| ABOUT THIS TASK |
Repeat exactly, and only, the lines below starting at the line that contains "Where can you find the sky" and ending at the line that contains "Target: sky", inclusive of both.

---- MATERIAL SUPPLIED

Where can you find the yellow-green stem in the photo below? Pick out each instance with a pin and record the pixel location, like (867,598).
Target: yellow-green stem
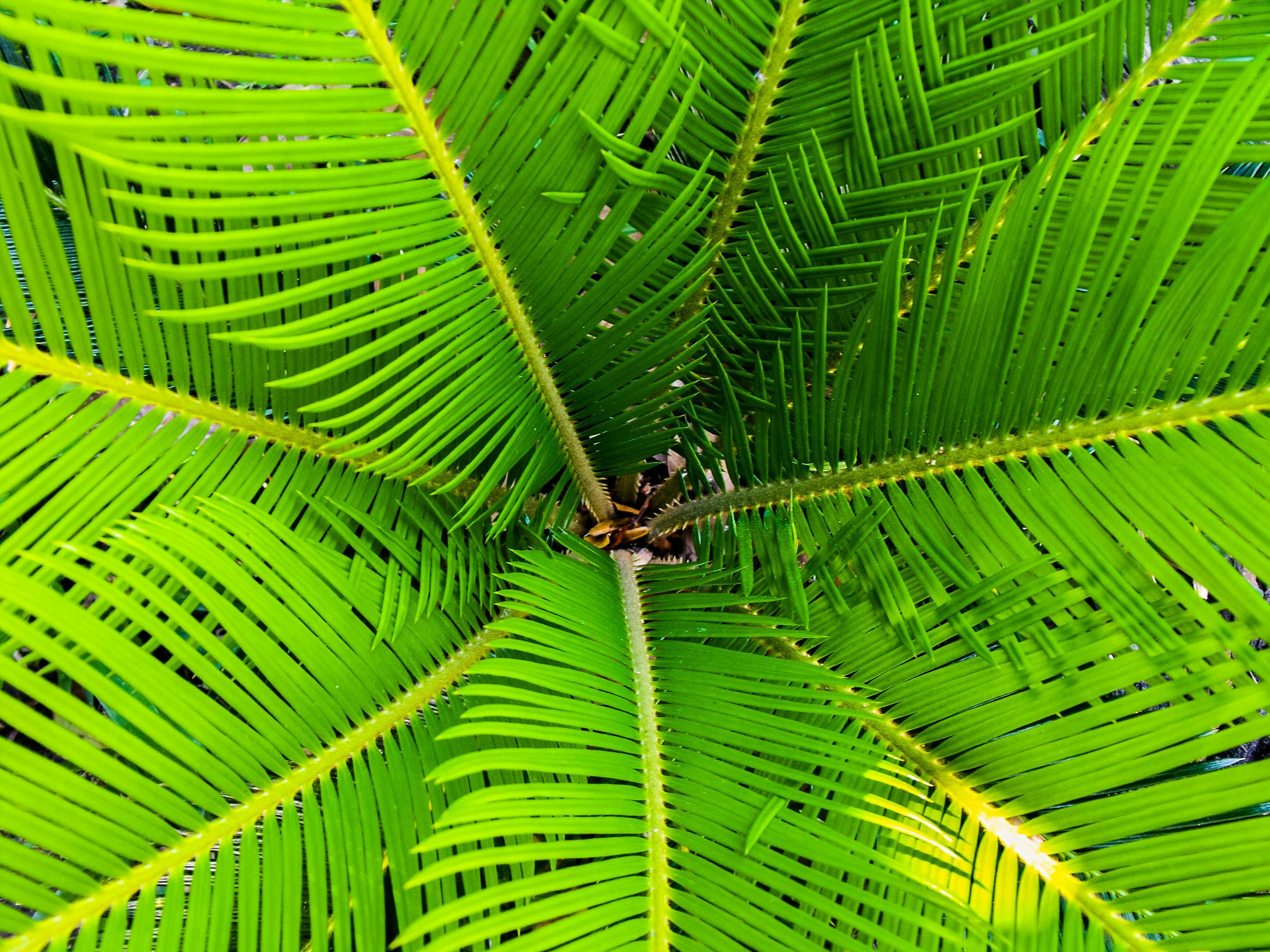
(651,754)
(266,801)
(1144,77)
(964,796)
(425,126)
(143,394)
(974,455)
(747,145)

--------
---- MATERIAL SUPPLIED

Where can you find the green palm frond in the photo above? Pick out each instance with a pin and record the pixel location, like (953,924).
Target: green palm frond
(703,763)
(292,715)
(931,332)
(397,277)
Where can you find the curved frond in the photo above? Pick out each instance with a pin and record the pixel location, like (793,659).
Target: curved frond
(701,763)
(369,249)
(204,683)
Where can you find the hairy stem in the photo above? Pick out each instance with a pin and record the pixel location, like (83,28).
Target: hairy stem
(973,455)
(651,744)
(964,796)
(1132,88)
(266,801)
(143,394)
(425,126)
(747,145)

--------
---- MATERIAL SUPPLIED

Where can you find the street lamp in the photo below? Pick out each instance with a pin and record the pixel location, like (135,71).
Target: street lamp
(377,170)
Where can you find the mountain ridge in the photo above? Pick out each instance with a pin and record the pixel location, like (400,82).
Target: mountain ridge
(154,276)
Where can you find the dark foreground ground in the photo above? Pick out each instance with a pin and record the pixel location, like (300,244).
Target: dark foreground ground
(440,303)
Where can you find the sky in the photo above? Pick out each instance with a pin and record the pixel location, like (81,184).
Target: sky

--------

| TASK RESULT |
Where can you find the sky in the photo above? Pick out each instance with a pin and record the pixel location, like (81,184).
Target: sky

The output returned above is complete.